__Task data__
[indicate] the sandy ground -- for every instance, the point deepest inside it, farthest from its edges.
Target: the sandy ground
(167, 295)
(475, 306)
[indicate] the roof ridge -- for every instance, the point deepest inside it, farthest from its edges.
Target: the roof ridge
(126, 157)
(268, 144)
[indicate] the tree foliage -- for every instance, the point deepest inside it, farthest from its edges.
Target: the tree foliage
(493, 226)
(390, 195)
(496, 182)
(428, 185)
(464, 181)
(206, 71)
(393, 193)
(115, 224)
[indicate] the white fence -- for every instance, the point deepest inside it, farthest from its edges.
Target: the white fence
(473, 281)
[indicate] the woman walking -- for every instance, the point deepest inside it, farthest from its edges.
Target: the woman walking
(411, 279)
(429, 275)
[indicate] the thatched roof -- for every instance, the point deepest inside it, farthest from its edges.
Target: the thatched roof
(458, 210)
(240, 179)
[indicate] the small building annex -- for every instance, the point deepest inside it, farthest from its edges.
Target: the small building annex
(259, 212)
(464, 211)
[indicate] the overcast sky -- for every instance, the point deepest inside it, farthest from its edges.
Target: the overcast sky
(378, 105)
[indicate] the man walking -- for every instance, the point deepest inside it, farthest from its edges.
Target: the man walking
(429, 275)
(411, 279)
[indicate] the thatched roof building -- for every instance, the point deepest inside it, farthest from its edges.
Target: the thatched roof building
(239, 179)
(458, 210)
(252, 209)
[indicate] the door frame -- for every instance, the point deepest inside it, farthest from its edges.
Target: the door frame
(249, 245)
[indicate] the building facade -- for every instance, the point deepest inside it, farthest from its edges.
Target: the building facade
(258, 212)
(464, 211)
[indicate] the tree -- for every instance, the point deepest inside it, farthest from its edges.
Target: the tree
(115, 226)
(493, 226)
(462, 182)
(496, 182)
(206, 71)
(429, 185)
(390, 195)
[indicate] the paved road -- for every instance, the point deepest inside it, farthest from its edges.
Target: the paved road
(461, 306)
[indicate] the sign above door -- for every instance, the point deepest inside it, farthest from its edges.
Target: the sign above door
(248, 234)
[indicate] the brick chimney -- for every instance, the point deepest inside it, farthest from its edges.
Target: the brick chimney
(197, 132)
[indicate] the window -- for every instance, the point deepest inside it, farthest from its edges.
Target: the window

__What to produce__
Show every line in the records above that contains the word "window".

__Output of the exercise__
[indicate] the window -- for every instance, the point deepest inside it, farthest from its edges.
Target: the window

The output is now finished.